+++ SOURCE +++

I have a list minhash_sig = ['112', '223'], and I would like to find the jaccard similarity between this list and every element in a pyspark dataframe's column. Unfortunately I'm not able to do so.
I've tried using array_intersect, as well as array_union to attempt to do the comparison. However, this does not work as I get the message Resolved attribute missing
.
Here is the pyspark dataframe that I have created so far.
df = spark.createDataFrame(
[
(1, ['112','333']),
(2, ['112','223'])
],
["id", "minhash"] # add your column names here
)
minhash_sig = ['112', '223']
df2 = spark.createDataFrame([Row(c1=minhash_sig)])
And here is the code that I've used to try to compare the list to the pyspark column elements.
df.withColumn('minhash_sim',size(array_intersect(df2.c1, df.minhash)))

+++

## LIST OF TASKS
1 - According to the PySpark Jaccard similarity post, what message appears when array_intersect and array_union are used for the comparison?
2 - Write the next part of the PySpark Jaccard similarity post, starting after its final line of code.

+++ SUPPLIED INFORMATION +++

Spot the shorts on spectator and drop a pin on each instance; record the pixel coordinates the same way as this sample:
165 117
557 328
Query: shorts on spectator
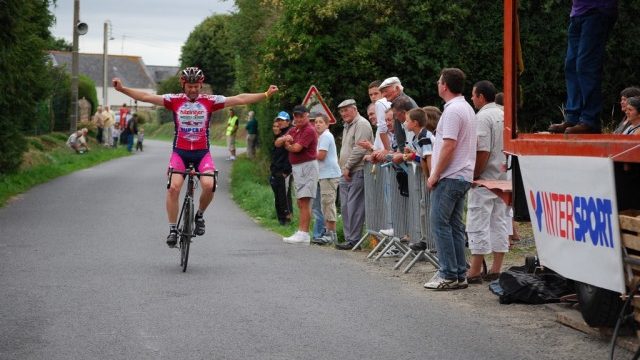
328 195
305 179
486 222
231 142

+++

## TASK-BY-TASK OUTPUTS
1 - Resolved attribute missing

2 -
Does anyone know how I can do this comparison without this error?
the column from df2 will not be known to df1 unless you join them and create one object, you can try to first crossjoin both and then try your code:
df.crossJoin(df2).withColumn('minhash_sim',size(array_intersect("c1", "minhash")))\
.show()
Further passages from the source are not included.